The commission is the foremost international body in the human rights field, but as a body of the UN it includes a revolving cross-section of countries, some gay-supportive, some decidedly not. So among the diplomats taking their chairs in the Palais des Nations overlooking Lake Geneva will be arch-enemies of queer rights such as Saudi Arabia, Egypt and Zimbabwe, who’ll no doubt be strategizing on how to sideline a groundbreaking resolution banning discrimination on the basis of sexual orientation.

But it will be an uphill battle. Arrayed on the other side are a multilateral coalition of human rights groups and supportive countries determined to pass a resolution enshrining gay rights in covenants such as the Universal Declaration of Human Rights.

“This would be the first time that the commission has acknowledged that the principles enshrined in human rights instruments apply equally to lesbian, gay, bi and transgendered people,” says John Fisher of the Ottawa-based NGO Arc International.

▶ [DIRECTIONS]
- A) Retype the passage on the UN human rights commission from "But it will" up to and including "NGO Arc International.".
- B) Name every country that the passage on the UN human rights commission calls an arch-enemy of queer rights.
The listing that comes next has no connection to the passage on the UN human rights commission.

▶ [INFORMATION PROVIDED]
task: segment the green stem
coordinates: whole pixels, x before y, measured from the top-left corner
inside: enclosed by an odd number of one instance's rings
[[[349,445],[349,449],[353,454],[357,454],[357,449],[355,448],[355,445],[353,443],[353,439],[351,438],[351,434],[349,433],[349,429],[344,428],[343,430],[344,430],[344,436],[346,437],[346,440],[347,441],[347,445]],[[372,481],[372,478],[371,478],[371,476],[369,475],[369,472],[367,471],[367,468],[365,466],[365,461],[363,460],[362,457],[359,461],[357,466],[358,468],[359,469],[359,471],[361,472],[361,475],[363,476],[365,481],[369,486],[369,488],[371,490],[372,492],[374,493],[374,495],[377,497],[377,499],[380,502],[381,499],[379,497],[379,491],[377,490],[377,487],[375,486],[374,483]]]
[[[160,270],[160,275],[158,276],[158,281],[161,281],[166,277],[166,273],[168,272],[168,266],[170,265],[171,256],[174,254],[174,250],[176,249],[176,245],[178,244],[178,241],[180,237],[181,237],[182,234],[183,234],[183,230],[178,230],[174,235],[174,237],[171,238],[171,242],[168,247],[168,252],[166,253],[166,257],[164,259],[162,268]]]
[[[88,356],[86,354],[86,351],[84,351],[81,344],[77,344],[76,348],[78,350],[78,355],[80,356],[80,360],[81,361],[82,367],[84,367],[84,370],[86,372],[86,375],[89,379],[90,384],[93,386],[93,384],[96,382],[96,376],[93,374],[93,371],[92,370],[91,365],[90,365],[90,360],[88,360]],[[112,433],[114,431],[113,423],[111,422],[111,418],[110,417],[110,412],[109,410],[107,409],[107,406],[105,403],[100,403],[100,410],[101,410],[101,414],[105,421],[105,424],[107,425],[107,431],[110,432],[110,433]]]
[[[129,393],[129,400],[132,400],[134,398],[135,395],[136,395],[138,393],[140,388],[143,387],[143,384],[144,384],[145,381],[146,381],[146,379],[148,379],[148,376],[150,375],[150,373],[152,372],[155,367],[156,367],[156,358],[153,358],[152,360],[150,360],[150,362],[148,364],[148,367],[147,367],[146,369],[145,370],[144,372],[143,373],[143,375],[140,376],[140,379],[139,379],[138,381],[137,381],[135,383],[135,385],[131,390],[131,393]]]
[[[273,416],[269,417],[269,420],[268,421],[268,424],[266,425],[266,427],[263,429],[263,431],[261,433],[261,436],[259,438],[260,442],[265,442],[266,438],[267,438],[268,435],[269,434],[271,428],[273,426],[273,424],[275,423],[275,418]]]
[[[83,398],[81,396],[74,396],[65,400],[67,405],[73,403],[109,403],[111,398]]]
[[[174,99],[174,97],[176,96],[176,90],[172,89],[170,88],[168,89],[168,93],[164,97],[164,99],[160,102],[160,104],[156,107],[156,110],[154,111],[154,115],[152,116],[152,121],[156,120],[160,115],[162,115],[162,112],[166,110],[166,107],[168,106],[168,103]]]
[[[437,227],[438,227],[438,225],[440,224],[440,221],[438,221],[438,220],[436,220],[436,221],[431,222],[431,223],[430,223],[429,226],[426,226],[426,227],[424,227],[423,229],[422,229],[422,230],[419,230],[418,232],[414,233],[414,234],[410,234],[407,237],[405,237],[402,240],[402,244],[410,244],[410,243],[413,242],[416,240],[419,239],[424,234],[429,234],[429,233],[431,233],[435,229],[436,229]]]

▶ [SOLUTION SET]
- A)
But it will be an uphill battle. Arrayed on the other side are a multilateral coalition of human rights groups and supportive countries determined to pass a resolution enshrining gay rights in covenants such as the Universal Declaration of Human Rights.

“This would be the first time that the commission has acknowledged that the principles enshrined in human rights instruments apply equally to lesbian, gay, bi and transgendered people,” says John Fisher of the Ottawa-based NGO Arc International.

- B) Saudi Arabia, Egypt, Zimbabwe